TO DO:
Send back all the data below, exactly as given.
*** Opening THE RECORDS ***
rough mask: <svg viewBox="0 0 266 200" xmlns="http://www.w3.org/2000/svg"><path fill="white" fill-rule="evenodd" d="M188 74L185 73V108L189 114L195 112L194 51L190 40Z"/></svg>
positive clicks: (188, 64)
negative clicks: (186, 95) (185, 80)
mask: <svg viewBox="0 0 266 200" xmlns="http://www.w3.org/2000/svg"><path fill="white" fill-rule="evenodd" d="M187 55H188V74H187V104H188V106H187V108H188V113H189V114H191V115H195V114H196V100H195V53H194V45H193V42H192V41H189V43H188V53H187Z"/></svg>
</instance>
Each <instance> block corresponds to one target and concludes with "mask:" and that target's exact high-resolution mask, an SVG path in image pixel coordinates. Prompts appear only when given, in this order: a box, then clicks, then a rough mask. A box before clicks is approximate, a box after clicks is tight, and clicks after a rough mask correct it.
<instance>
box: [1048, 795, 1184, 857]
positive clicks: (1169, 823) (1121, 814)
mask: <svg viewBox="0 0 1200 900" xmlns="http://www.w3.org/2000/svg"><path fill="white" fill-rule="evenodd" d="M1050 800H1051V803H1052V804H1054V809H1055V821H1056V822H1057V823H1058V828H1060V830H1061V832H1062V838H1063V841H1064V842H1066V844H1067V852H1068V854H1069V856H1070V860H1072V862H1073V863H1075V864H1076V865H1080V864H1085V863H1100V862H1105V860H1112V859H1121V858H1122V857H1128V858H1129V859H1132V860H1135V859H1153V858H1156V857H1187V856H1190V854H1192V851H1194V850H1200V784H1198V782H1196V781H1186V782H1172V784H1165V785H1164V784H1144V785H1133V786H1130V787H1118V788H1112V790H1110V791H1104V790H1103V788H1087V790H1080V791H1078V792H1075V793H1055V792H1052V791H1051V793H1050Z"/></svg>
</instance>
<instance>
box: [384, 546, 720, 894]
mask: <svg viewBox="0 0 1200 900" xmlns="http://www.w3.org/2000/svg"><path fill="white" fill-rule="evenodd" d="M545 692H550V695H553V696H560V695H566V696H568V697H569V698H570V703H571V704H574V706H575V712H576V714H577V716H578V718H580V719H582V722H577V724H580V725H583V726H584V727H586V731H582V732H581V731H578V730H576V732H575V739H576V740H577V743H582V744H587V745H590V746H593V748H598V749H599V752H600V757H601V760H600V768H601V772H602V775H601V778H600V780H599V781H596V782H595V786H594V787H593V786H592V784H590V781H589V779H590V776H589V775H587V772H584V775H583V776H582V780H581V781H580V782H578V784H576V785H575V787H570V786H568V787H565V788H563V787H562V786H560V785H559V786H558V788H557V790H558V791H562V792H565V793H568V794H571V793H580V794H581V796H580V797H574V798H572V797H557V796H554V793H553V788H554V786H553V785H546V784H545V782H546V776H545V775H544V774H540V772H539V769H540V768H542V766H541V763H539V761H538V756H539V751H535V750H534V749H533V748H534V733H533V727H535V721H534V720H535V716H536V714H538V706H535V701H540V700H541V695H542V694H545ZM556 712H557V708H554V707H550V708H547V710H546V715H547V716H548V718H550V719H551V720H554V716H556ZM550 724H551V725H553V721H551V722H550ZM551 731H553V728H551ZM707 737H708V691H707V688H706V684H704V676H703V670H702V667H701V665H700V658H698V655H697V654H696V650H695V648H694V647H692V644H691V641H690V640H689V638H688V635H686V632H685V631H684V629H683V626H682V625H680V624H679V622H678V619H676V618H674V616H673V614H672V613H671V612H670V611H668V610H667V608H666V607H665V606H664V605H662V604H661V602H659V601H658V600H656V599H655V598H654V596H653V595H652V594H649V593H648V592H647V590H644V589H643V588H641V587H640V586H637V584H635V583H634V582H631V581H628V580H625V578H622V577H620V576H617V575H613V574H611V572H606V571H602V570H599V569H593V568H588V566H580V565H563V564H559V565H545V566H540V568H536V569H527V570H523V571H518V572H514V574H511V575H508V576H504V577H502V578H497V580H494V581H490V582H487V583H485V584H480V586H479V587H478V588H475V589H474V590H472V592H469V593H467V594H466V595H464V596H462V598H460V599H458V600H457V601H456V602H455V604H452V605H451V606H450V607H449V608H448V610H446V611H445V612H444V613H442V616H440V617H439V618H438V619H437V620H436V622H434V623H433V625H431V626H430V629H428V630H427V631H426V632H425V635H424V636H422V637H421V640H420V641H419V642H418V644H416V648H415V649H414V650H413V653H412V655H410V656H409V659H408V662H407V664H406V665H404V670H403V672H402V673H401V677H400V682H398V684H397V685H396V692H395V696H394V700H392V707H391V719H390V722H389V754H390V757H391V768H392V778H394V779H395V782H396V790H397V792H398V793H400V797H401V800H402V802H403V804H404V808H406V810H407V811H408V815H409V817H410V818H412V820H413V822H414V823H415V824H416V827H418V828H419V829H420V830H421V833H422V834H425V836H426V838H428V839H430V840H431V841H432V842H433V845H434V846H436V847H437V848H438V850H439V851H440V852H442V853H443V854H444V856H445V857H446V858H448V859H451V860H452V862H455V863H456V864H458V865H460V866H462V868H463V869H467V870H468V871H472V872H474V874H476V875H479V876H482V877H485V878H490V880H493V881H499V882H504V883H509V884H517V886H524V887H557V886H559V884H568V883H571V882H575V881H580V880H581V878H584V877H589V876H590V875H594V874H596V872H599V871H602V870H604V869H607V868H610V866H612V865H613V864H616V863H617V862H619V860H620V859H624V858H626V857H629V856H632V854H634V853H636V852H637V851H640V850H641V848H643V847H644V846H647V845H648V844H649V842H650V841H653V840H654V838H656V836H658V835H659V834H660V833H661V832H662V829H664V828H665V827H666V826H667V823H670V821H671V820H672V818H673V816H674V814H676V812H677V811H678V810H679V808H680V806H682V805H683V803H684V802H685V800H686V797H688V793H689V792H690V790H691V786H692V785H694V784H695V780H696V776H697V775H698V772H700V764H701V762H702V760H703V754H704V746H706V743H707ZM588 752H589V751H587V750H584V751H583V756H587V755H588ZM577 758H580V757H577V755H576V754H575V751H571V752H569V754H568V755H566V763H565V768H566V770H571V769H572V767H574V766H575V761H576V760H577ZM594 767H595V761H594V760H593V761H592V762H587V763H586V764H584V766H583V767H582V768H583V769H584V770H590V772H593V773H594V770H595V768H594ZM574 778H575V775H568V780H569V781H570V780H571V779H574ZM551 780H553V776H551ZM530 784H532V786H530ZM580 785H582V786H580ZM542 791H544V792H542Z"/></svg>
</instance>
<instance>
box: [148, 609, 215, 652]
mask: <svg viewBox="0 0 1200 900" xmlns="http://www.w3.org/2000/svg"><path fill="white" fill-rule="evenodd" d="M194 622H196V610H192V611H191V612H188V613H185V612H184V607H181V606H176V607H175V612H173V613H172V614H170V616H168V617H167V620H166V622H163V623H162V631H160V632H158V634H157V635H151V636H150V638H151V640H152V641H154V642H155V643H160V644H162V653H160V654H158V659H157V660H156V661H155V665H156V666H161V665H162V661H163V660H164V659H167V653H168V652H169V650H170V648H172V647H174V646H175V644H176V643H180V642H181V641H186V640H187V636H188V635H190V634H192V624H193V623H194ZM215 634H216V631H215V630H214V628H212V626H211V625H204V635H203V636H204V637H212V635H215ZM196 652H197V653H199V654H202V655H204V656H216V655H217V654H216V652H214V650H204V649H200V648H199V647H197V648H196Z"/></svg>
*** Closing THE RECORDS ***
EXPECTED OUTPUT:
rough mask: <svg viewBox="0 0 266 200" xmlns="http://www.w3.org/2000/svg"><path fill="white" fill-rule="evenodd" d="M188 74L185 73V108L189 114L195 112L194 51L190 40Z"/></svg>
positive clicks: (188, 64)
negative clicks: (186, 95) (185, 80)
mask: <svg viewBox="0 0 266 200" xmlns="http://www.w3.org/2000/svg"><path fill="white" fill-rule="evenodd" d="M187 55H188V74H187V104H188V106H187V108H188V113H189V114H191V115H195V114H196V100H195V53H194V45H193V42H192V41H189V43H188V53H187Z"/></svg>
</instance>
Each <instance> block corresponds to one target and concludes with "mask:" and that target's exact high-resolution mask, an SVG path in image pixel coordinates. Prompts appear only when given, in this order: a box, then clicks, then a rough mask. A box before clicks is approximate, a box after clicks is tight, and clicks after a rough mask correct it.
<instance>
box: [1048, 795, 1184, 857]
positive clicks: (1169, 823) (1121, 814)
mask: <svg viewBox="0 0 1200 900" xmlns="http://www.w3.org/2000/svg"><path fill="white" fill-rule="evenodd" d="M1050 800H1051V803H1052V804H1054V809H1055V821H1056V822H1057V823H1058V828H1060V830H1061V832H1062V838H1063V841H1064V842H1066V844H1067V852H1068V854H1069V856H1070V860H1072V862H1073V863H1075V864H1076V865H1080V864H1085V863H1100V862H1105V860H1112V859H1121V858H1122V857H1128V858H1129V859H1132V860H1135V859H1153V858H1156V857H1187V856H1190V854H1192V851H1194V850H1200V784H1198V782H1196V781H1186V782H1172V784H1165V785H1164V784H1144V785H1133V786H1130V787H1118V788H1112V790H1110V791H1104V790H1103V788H1087V790H1080V791H1078V792H1075V793H1055V792H1052V791H1051V793H1050Z"/></svg>
</instance>
<instance>
box: [384, 546, 720, 894]
mask: <svg viewBox="0 0 1200 900" xmlns="http://www.w3.org/2000/svg"><path fill="white" fill-rule="evenodd" d="M545 692H550V695H553V696H560V695H566V696H568V697H569V698H570V703H571V704H574V706H575V712H576V714H577V716H578V718H580V719H582V722H577V724H580V725H583V726H584V727H586V731H582V732H581V731H578V730H576V732H575V739H576V740H577V743H582V744H587V745H590V746H593V748H598V749H599V752H600V757H601V760H600V768H601V772H602V775H601V778H600V780H599V781H596V782H595V786H594V787H593V786H592V784H590V781H589V779H590V776H589V775H587V772H584V775H583V776H582V780H581V781H580V782H578V784H576V785H575V787H570V786H568V787H565V788H563V787H562V786H560V785H559V786H558V788H557V790H558V791H562V792H565V793H568V794H571V793H580V794H581V796H580V797H574V798H572V797H557V796H554V793H553V788H554V786H553V785H546V784H545V782H546V776H545V775H544V774H540V772H539V769H540V768H542V766H541V763H539V761H538V756H539V751H535V750H534V749H533V748H534V733H533V727H535V721H534V720H535V716H536V714H538V706H535V701H540V700H541V695H542V694H545ZM556 712H557V708H554V707H550V708H547V710H546V715H547V716H548V718H550V719H551V720H554V716H556ZM550 724H551V725H553V721H551V722H550ZM551 731H553V728H551ZM707 737H708V691H707V688H706V684H704V676H703V670H702V667H701V665H700V658H698V655H697V654H696V650H695V648H694V647H692V644H691V641H690V640H689V638H688V635H686V632H685V631H684V629H683V626H682V625H680V624H679V622H678V619H676V618H674V616H673V614H672V613H671V612H670V611H668V610H667V608H666V607H665V606H664V605H662V604H661V602H659V601H658V600H656V599H655V598H654V596H653V595H652V594H649V593H648V592H647V590H644V589H643V588H641V587H640V586H637V584H635V583H634V582H631V581H628V580H625V578H622V577H620V576H617V575H613V574H611V572H606V571H602V570H599V569H593V568H588V566H580V565H563V564H559V565H545V566H540V568H536V569H527V570H523V571H518V572H514V574H511V575H508V576H504V577H502V578H497V580H494V581H490V582H487V583H485V584H480V586H479V587H478V588H475V589H474V590H472V592H469V593H467V594H466V595H464V596H462V598H460V599H458V600H457V601H456V602H455V604H452V605H451V606H450V607H449V608H448V610H446V611H445V612H444V613H442V616H440V617H439V618H438V619H437V620H436V622H434V623H433V625H431V626H430V629H428V630H427V631H426V632H425V635H424V636H422V637H421V640H420V641H419V642H418V644H416V648H415V649H414V650H413V653H412V655H410V656H409V659H408V662H407V664H406V665H404V670H403V672H402V673H401V677H400V682H398V684H397V685H396V692H395V696H394V700H392V707H391V719H390V722H389V754H390V757H391V768H392V778H394V779H395V782H396V790H397V792H398V793H400V797H401V800H402V802H403V804H404V808H406V810H407V811H408V815H409V817H410V818H412V820H413V822H414V823H415V824H416V827H418V828H419V829H420V830H421V833H422V834H425V836H426V838H428V839H430V840H431V841H432V842H433V845H434V846H436V847H437V848H438V850H439V851H440V852H442V853H443V854H444V856H445V857H446V858H448V859H451V860H452V862H455V863H456V864H458V865H460V866H462V868H463V869H467V870H468V871H472V872H474V874H476V875H479V876H482V877H485V878H490V880H493V881H499V882H504V883H509V884H517V886H524V887H557V886H559V884H568V883H571V882H575V881H580V880H581V878H584V877H589V876H590V875H594V874H596V872H599V871H602V870H604V869H607V868H610V866H612V865H613V864H616V863H617V862H619V860H620V859H624V858H626V857H629V856H632V854H634V853H636V852H637V851H640V850H641V848H643V847H644V846H647V845H648V844H649V842H650V841H653V840H654V838H656V836H658V835H659V834H660V833H661V832H662V829H664V828H665V827H666V826H667V823H670V821H671V820H672V818H673V816H674V814H676V812H677V811H678V810H679V808H680V806H682V805H683V803H684V802H685V800H686V797H688V793H689V792H690V790H691V786H692V785H694V784H695V780H696V776H697V775H698V772H700V764H701V762H702V760H703V754H704V746H706V743H707ZM588 752H589V751H587V750H584V751H583V756H587V755H588ZM577 758H580V757H577V755H576V754H575V751H571V752H569V754H568V755H566V763H565V768H566V770H571V769H572V767H574V766H575V761H576V760H577ZM594 767H595V761H594V760H593V761H592V762H587V763H586V764H584V766H583V767H582V768H583V769H584V770H590V772H593V773H594V770H595V768H594ZM574 778H575V775H568V780H569V781H570V780H571V779H574ZM551 780H553V776H551ZM530 784H532V786H530ZM580 785H582V786H580ZM542 791H544V792H542Z"/></svg>
</instance>
<instance>
box: [148, 609, 215, 652]
mask: <svg viewBox="0 0 1200 900" xmlns="http://www.w3.org/2000/svg"><path fill="white" fill-rule="evenodd" d="M194 622H196V610H192V611H191V612H188V613H185V612H184V607H181V606H176V607H175V612H173V613H172V614H170V616H168V617H167V620H166V622H163V623H162V631H160V632H158V634H157V635H151V636H150V638H151V640H152V641H154V642H155V643H160V644H162V653H160V654H158V659H157V660H156V661H155V665H156V666H161V665H162V661H163V660H164V659H167V653H168V652H169V650H170V648H172V647H174V646H175V644H176V643H180V642H181V641H186V640H187V636H188V635H190V634H192V624H193V623H194ZM215 634H216V631H215V630H214V628H212V626H211V625H204V635H203V636H204V637H212V635H215ZM196 652H197V653H199V654H202V655H204V656H216V655H217V654H216V652H214V650H204V649H200V648H199V647H197V648H196Z"/></svg>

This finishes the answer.